[Pointing dataset excerpts]
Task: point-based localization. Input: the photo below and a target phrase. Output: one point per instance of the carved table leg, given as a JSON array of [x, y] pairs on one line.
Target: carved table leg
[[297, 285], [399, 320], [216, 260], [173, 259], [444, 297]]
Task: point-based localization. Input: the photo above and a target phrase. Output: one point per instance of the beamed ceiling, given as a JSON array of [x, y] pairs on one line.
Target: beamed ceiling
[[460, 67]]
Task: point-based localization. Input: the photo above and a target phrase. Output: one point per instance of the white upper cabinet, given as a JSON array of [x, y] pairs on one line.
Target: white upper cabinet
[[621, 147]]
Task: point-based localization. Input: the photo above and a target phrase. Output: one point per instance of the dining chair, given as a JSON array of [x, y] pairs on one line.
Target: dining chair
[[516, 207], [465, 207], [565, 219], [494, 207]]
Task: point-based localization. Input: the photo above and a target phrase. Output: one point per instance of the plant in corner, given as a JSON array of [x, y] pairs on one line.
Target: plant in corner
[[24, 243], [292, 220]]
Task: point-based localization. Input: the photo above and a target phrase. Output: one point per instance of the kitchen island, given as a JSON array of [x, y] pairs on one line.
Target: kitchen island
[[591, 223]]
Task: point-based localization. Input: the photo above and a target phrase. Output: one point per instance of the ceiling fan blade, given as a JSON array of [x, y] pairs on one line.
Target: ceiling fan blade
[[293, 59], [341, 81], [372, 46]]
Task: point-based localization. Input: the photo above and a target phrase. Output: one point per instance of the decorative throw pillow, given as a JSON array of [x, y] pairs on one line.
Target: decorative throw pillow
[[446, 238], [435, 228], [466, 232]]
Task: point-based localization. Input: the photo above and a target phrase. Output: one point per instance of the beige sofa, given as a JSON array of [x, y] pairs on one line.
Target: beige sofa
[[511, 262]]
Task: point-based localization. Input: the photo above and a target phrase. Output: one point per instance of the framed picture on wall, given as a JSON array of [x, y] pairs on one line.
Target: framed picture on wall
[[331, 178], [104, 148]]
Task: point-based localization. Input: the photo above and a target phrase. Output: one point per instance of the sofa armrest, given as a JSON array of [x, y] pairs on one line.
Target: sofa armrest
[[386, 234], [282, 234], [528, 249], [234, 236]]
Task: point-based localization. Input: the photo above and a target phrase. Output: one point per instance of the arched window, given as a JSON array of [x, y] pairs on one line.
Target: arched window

• _PROMPT_: Rewrite all of the entries above as a numbered list, one line per item, and omit any blank lines.

• _COMPLETED EXERCISE_:
1. Task: point-based localization. Input: the photo below and a target phrase. Output: one point per instance of the carved table leg, given as a JSON array of [x, y] pairs on one line.
2. Target: carved table leg
3. [[297, 285], [399, 320], [216, 260], [173, 259], [444, 297]]
4. Task: point-based localization. Input: the photo above and a target phrase. Output: one point per instance of the beamed ceiling, given as a JSON array of [x, y] pairs on one line.
5. Target: beamed ceiling
6. [[460, 67]]
7. Task: point-based localization. Input: the photo above and a target phrase. Output: one point per instance of the white upper cabinet, given as a JSON array of [x, y] pairs on one line.
8. Target: white upper cabinet
9. [[621, 147]]
10. Task: point-based localization. Input: the photo above and a target phrase. Output: one point per instance of the dining chair, given as a JSON array of [x, y] pairs on one line.
11. Target: dining chair
12. [[516, 207], [465, 207], [565, 219], [494, 207]]
13. Task: point-based localization. Input: the photo above and a target phrase. Output: one point per instance of the plant in corner, given as a JSON array of [x, y] pairs on one line.
14. Target: plant in corner
15. [[24, 243], [292, 220]]
16. Task: point-based localization. Input: the photo above and a target phrase. Output: one point per instance of the kitchen island, given as a JSON array of [x, y] pairs on one line.
17. Target: kitchen island
18. [[591, 223]]
19. Task: point-based localization. Input: the photo above and a target phrase. Output: one point per instance of the ceiling fan blade, given as a JSON array of [x, y] pairs on one line.
20. Target: ceiling fan blade
21. [[293, 59], [341, 81], [372, 46]]
22. Task: point-based localization. Input: the photo above and a target phrase. Output: one point per instance of the decorative throw pillow, given as a JSON array of [x, y] pairs on one line.
23. Target: decorative throw pillow
24. [[446, 238], [435, 228], [466, 232]]
25. Task: point-based localization. Input: the photo above and a target phrase. Output: one point per instance of the beige sofa, given as a JSON array of [x, y] pairs on one line.
26. Target: beige sofa
27. [[511, 262]]
28. Task: point-based localization. Input: the photo above and a target phrase. Output: one point per instance of the framed picture on wall, given as a JSON array of [x, y] pairs on one line.
29. Target: framed picture on wall
30. [[331, 178], [104, 148]]
31. Task: point-based localization. Input: the photo above and a target phrase. Output: one point per instance of the sofa armrest, given as a JSON array of [x, y] pairs on one line.
32. Target: sofa armrest
33. [[386, 234], [282, 234], [528, 249], [234, 236]]
34. Task: point-based localization. Input: the photo above and a target phrase. Output: one point per instance of the arched window, given as a JSON array of [x, y] pairs on one line.
35. Target: arched window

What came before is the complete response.